-------- DATA FOR THIS TASK --------

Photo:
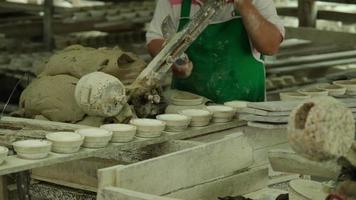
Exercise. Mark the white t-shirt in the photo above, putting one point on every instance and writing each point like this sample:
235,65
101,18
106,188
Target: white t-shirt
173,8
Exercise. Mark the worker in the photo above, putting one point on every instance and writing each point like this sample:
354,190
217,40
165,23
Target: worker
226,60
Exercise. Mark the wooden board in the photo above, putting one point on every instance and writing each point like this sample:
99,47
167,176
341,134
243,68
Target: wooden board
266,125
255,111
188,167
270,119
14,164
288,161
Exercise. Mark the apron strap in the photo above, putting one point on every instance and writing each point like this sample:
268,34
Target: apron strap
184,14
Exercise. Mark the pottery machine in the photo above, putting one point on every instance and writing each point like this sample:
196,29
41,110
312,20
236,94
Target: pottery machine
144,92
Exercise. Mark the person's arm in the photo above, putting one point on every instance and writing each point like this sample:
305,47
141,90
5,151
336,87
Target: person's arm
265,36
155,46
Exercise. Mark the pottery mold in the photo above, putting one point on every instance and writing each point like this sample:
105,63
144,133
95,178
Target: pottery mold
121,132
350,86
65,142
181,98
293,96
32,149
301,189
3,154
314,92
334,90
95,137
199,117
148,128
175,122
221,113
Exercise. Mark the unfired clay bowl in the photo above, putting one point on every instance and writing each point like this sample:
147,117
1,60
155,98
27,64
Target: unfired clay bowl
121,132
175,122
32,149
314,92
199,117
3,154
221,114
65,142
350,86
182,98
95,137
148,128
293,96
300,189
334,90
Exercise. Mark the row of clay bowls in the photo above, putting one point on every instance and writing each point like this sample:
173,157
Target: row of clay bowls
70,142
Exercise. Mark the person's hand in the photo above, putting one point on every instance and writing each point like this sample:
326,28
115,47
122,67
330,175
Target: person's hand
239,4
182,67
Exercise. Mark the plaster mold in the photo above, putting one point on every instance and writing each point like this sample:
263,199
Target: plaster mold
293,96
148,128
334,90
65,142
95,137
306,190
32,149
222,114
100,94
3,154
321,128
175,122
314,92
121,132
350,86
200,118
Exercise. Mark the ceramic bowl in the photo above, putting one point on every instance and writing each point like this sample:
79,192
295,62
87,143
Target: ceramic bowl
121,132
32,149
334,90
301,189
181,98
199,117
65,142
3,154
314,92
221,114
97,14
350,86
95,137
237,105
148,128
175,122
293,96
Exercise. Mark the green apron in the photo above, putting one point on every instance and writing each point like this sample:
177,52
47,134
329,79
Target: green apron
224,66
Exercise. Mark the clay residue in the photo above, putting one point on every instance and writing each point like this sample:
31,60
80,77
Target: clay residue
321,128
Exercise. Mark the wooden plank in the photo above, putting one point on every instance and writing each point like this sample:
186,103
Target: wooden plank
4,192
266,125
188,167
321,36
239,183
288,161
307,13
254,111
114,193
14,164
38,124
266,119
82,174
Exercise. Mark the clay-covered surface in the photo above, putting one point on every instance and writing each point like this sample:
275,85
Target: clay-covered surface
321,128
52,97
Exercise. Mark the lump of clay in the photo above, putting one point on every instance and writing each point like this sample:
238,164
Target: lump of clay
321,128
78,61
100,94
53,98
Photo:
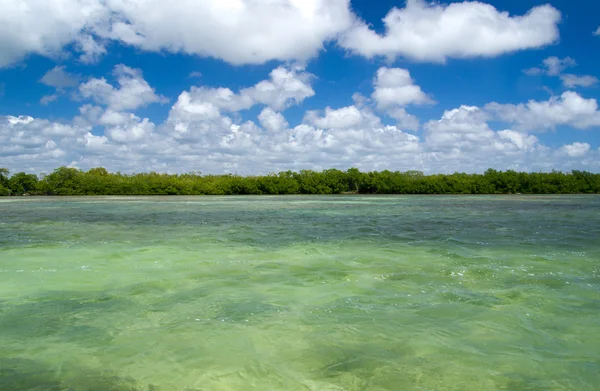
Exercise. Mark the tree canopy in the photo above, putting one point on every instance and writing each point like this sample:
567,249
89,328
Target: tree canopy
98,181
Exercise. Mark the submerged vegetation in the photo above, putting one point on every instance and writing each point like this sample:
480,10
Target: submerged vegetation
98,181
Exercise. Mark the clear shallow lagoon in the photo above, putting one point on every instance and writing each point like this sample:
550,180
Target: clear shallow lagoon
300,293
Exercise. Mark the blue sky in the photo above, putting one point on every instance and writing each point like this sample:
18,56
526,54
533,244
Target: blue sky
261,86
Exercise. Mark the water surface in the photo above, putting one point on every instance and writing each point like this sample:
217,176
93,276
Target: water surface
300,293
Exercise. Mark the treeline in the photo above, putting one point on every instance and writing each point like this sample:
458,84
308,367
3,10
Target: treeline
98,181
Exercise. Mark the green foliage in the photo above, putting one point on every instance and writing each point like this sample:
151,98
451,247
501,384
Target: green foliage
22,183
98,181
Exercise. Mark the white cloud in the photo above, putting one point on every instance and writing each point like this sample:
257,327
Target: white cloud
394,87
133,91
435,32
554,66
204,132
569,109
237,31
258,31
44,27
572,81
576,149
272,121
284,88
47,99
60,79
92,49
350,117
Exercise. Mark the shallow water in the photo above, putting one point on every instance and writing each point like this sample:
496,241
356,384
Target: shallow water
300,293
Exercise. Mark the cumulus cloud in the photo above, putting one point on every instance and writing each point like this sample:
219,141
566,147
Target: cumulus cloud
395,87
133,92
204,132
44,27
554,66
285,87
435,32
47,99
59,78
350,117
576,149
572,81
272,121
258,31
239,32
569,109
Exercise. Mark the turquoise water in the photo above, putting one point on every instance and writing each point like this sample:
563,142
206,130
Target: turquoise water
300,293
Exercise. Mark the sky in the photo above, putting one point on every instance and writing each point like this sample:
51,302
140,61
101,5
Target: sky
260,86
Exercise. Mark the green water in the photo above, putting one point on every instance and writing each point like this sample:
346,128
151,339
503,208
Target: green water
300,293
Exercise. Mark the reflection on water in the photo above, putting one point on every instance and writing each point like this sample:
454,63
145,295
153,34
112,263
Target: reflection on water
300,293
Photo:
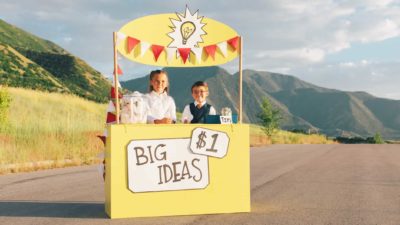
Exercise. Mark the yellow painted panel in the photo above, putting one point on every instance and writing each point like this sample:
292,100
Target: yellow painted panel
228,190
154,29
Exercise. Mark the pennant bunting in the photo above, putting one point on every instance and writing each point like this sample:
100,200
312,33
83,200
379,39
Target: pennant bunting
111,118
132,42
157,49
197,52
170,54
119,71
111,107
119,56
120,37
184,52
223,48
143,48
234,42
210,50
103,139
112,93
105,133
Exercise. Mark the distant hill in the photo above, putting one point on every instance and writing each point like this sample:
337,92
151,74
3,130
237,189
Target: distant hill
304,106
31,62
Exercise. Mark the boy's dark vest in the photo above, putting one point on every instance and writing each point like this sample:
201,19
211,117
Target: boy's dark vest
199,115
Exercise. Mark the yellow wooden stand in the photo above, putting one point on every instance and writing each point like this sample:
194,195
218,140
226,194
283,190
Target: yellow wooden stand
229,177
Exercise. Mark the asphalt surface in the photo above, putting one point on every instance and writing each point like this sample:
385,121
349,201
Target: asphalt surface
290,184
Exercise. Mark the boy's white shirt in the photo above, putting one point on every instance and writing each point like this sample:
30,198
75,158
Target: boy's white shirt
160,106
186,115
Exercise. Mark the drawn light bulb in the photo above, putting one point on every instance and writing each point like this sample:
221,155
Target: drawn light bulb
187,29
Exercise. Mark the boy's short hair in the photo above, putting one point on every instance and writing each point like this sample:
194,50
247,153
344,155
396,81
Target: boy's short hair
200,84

--------

■ PROBLEM STATEMENT: An exact copy of the entries above is needed, with the pictures removed.

■ SOLUTION:
Photo:
Exercise. Mark the white t-shirt in the photo above, putting one point on every instance and writing each point like this sample:
235,65
101,18
106,188
Target: white t-shirt
173,8
Exercise. Mark the worker in the photo above, putting one point on every instance and writing each point like this sample:
354,190
217,40
165,23
Target: worker
226,60
Exercise. Mark the wooden board in the photo above, putting one point on every instance and writing each point like this sample:
99,47
167,176
341,134
243,68
Target: wooden board
266,125
255,111
188,167
270,119
14,164
288,161
Exercise. Mark the apron strap in the photo above, putting one point on every instance and writing each point like this sample:
268,34
Target: apron strap
184,14
Exercise. Mark the pottery machine in the photo above, putting one point on every instance and writing each point like this sample:
196,29
41,110
312,20
236,94
Target: pottery machine
144,92
Exercise. Mark the person's arm in the photo above, putting one point on every instance and writing each point like this sample:
305,47
141,90
5,151
336,87
Target: person's arm
265,36
155,46
Exercise. Mark the pottery mold in the photo above, putting one point on every instance and writing each point like this sample:
105,63
144,133
95,178
Target: pottery mold
121,132
350,86
65,142
181,98
293,96
32,149
301,189
3,154
314,92
334,90
95,137
199,117
148,128
175,122
221,113
Exercise. Mark the unfired clay bowl in the photo above, putting one point on every instance and writing each point like this sample:
147,117
1,60
155,98
27,64
Target: unfired clay bowl
121,132
175,122
32,149
314,92
199,117
3,154
221,114
65,142
350,86
182,98
95,137
148,128
293,96
300,189
334,90
Exercise. Mark the row of clay bowls in the photo above, putting one point on every instance and writing each point like this sample:
173,157
Target: row of clay bowls
70,142
Exercise. Mark the person's hand in the photo above, putting one point on every instance and writing each point like this sample:
326,28
115,47
122,67
330,175
Target: person's hand
239,4
182,67
Exercise. Mark the plaster mold in the photo above, putting one point on every instance and writing each point like this sample:
263,199
Target: plaster mold
293,96
148,128
334,90
65,142
95,137
306,190
32,149
222,114
100,94
3,154
321,128
175,122
314,92
121,132
350,86
200,118
Exercise. Mark the ceramic bowl in the photo above, putting one point on every instance and writing each point like this sample:
79,192
295,62
87,143
Target: ceramic bowl
121,132
32,149
334,90
301,189
181,98
199,117
65,142
3,154
314,92
221,114
97,14
350,86
95,137
237,105
148,128
175,122
293,96
Exercise. Mark the green apron in the photo above, putting one point on every instance and writing each point like this sample:
177,52
47,134
329,79
Target: green apron
224,66
Exercise. Mark the clay residue in the photo above, putting one point on every instance and writing each point like this sample:
31,60
80,77
Target: clay residue
321,128
Exercise. Mark the wooden plank in the photo above, putting one point on every instance and writing each point like this sample:
186,103
Target: wooden plank
4,192
266,125
188,167
321,36
239,183
288,161
307,13
254,111
114,193
14,164
38,124
266,119
82,174
Exercise. Mark the clay-covered surface in the photo above, putting one point on every instance and writing each point like this sample:
275,85
Target: clay-covered surface
321,128
52,97
Exercise. Mark the lump of clay in the photo above, putting one point on every instance and writing each point like this sample:
238,164
Target: lump of clay
321,128
78,61
100,94
53,98
Photo:
Exercise. Mark the tree canopy in the photo above, putting one point on every instance and writing each point like this sample:
567,249
89,328
Target: tree canopy
98,181
Exercise. Mark the submerged vegetation in the photo above, putting one point on every instance and writing each point like this sample:
480,10
Target: submerged vegetation
98,181
Exercise. Mark the clear shallow lagoon in the photo above, putting one point on every instance and writing each point like this sample:
550,180
Target: clear shallow lagoon
300,293
Exercise. Mark the blue sky in the photo above, putting one point on every instance and writing each point like this sample:
18,56
526,54
533,244
Target: blue sky
261,86
Exercise. Mark the water surface in the photo above, putting one point on every instance and writing each point like this sample:
217,176
93,276
Target: water surface
300,293
Exercise. Mark the treeline in the photo above, putting one point on every instance and writing each point like this sample:
458,84
308,367
3,10
Target: treeline
98,181
Exercise. Mark the green foliage in the photo above, putting one point on every instance and writing each point like this sample:
151,98
451,247
501,384
Target: green foliage
22,183
98,181
Exercise. Mark the white cloud in the photo above, putting one point on every instance and writing each point like this sample:
257,327
Target: white cloud
394,87
133,91
435,32
554,66
204,132
569,109
237,31
258,31
44,27
572,81
576,149
272,121
284,88
47,99
60,79
92,49
350,117
Exercise. Mark the shallow water in the photo above, putting one point on every instance and writing each point like this sample:
496,241
356,384
Target: shallow water
300,293
Exercise. Mark the cumulus cloud in the photo above, putting one point on every instance and writing each point like this sample:
219,141
566,147
Target: cumulus cloud
395,87
133,92
204,132
44,27
554,66
285,87
435,32
47,99
59,78
350,117
576,149
572,81
272,121
258,31
239,32
569,109
Exercise. Mark the turquoise water in the photo above, putting one point on every instance and writing each point like this sample:
563,142
206,130
Target: turquoise water
300,293
Exercise. Mark the sky in the photo above, putting one point on every instance and writing each point like this sample:
51,302
140,61
101,5
Target: sky
260,86
Exercise. Mark the green water in the photo above, putting one point on every instance and writing each point like this sample:
346,128
151,339
503,208
Target: green water
300,293
Exercise. Mark the reflection on water in the photo above, putting one point on every instance and writing each point like this sample:
454,63
145,295
153,34
112,263
Target: reflection on water
300,293
Photo:
Exercise. Mark the yellow painted panel in the photo above, putting one point on every instance and writing each point like this sample:
292,100
Target: yellow painted panel
228,190
154,29
Exercise. Mark the pennant bunting in the photo above, putting one point on every instance and writing each point like this sample:
100,200
312,33
83,200
379,39
Target: pennant bunting
111,118
132,42
157,49
197,52
170,54
119,71
111,107
119,56
120,37
184,52
223,48
143,48
234,42
210,50
103,139
112,93
105,133
Exercise. Mark the distant hill in the photo above, putting one point on every instance and writing each point like this sample:
337,92
151,74
3,130
237,189
Target: distant hill
304,106
31,62
Exercise. Mark the boy's dark vest in the photo above, putting one point on every instance and writing each point like this sample:
201,19
211,117
Target: boy's dark vest
199,115
Exercise. Mark the yellow wooden stand in the photo above, putting one point on every instance and writing each point like this sample:
194,195
218,140
226,194
283,190
Target: yellow wooden stand
229,177
Exercise. Mark the asphalt surface in the photo above, putting one point on every instance and writing each point like this sample:
385,121
349,201
Target: asphalt surface
290,184
Exercise. Mark the boy's white shirt in the photo above, putting one point on every instance and writing each point like this sample:
30,198
75,158
Target: boy's white shirt
160,106
186,115
Exercise. Mark the drawn light bulb in the photo above, putting one point on every instance and writing each point like this sample:
221,155
Target: drawn light bulb
187,29
Exercise. Mark the boy's short hair in the photo above, putting one point on every instance and writing each point like this sample:
194,50
247,153
344,155
396,81
Target: boy's short hair
200,84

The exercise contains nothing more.